**Ausgewählter Auszug:**

Mysteriöser Verkehrsunfall in Frankreich
Kerimow lebt gerne auf großem Fuß, er besitzt drei Privat-Flugzeuge und zwei Yachten. Immer wieder wird der verheiratete Familienvater von der russischen Boulevard-Presse mit den berühmtesten Schönheiten des Landes in Verbindung gebracht.
Richtig Schlagzeilen machte er im November 2006, als er in Nizza einen Ferrari an einer Palme in zwei Teile spaltete. Der Milliardär selbst zog sich bei dem Unfall schwere Verbrennungen zu und musste einige Zeit künstlich beatmet werden. Seine Beifahrerin, die russische TV-Moderatorin Tina Kondelaki, wurde dabei nur leicht verletzt.
Bis heute sind die Umstände des Unfalls äußerst mysteriös und nicht komplett geklärt. Kondelaki bestritt kurioserweise zunächst, zum Unglückszeitpunkt überhaupt in Nizza gewesen zu sein, später geisterten auch Gerüchte um ein Attentat durch die Presse.
Aus dem Nichts einen Topklub formen
Bereits Anfang des Jahrtausends engagierte sich Kerimow im russischen Fußball, wenngleich auch nur in einem kleinen Rahmen. Damals griff er dem kleinen Moskauer Vorortklub Saturn Ramenskoje finanziell unter die Arme. 2003 soll der Milliardär vergeblich versucht haben, sich den AS Rom unter den Nagel zu reißen.
Das Projekt in Machatschkala ist nun aber ein anderes, ein viel größeres. Kerimow ist in Dagestan geboren, es geht um seine Heimat, die er auch im russischen Föderationsrat repräsentiert. Mit seiner eigenen Stiftung setzt er sich für soziale Projekte in der Region ein und fördert den lokalen Sport.
"Ich möchte Herrn Kerimow meinen Dank aussprechen. Ich bin sicher, dass wir mit seiner Hilfe einen Topklub formen können", freut sich Dagestans Präsident Magomedsalam Magomedow. "Fußball ist sehr populär in Dagestan. Daher ist es sehr wichtig für uns, unsere Mannschaft in der russischen Premier Liga zu haben."

**Zu erledigen:**
[a] Wann hatte Kerimow laut dem ausgewählten Auszug über ihn den Unfall mit dem Ferrari in Nizza?
[b] Führe den ausgewählten Auszug über Kerimow und den Fußball in Dagestan nach seinem letzten Satz weiter.

**Einträge aus einem Zeige-Datensatz:**
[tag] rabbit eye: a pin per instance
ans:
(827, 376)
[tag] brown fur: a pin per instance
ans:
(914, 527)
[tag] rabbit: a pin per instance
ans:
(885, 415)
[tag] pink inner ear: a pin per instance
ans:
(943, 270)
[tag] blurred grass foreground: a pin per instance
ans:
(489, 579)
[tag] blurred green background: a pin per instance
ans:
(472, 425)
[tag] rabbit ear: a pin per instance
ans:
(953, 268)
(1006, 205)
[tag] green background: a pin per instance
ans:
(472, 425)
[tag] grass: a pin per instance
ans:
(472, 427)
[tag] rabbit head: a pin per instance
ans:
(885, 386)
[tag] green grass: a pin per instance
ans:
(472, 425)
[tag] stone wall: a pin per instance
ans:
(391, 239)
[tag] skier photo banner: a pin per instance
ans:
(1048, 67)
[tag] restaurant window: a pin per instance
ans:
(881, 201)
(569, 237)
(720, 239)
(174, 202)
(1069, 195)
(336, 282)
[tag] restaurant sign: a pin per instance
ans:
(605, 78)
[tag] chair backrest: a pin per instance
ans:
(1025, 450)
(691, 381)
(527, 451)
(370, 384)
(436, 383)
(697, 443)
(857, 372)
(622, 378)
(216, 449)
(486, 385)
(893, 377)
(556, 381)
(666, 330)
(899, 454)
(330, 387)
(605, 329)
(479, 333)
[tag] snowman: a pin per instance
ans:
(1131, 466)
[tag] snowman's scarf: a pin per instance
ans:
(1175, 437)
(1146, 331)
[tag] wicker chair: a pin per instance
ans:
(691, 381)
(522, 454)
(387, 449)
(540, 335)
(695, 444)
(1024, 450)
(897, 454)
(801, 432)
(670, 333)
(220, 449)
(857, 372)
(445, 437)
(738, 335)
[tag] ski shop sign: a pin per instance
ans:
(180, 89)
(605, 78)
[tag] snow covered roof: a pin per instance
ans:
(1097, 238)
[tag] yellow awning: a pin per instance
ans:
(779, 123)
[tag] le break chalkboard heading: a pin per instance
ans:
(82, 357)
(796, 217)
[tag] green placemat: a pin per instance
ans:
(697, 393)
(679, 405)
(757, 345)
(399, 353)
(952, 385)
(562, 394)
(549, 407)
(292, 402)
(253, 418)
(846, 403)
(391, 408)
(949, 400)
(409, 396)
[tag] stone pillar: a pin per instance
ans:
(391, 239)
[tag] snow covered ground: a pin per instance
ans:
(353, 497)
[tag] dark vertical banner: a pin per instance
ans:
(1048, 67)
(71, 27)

**Ergebnisse je Aufgabe:**
[a] Im November 2006.

[b]
Dass es beim Projekt Anschi nur um den sportlichen Erfolg geht, darf aber getrost bezweifelt werden. Vielmehr geht es wohl auch um Einfluss und Macht. Kritiker behaupten, Kerimow versuche durch das Engagement eben jenem Magomedow über kurz oder lang dessen Amt streitig zu machen.
Gattuso: "Ich dachte, ich bin bei 'Verstehen Sie Spaß'"
Seit seinem Einstieg bei Anschi hat Kerimow rund 150 Millionen Euro in Kader, Stadion und Infrastruktur gepumpt. Für 15 Millionen Euro wurden die Brasilianer Diego Tardelli und Jucilei verpflichtet. Zudem kam Mbark Boussoufa, zuletzt zweimal Belgiens Fußballer des Jahres, vom RSC Anderlecht. Insgesamt wurde der Kader mit 15 neuen Spielern aufgebessert, weitere sollen folgen. Ungarns große Hoffnung Balazs Dzsudzsak vom PSV Eindhoven soll angeblich schon auf dem Sprung sein.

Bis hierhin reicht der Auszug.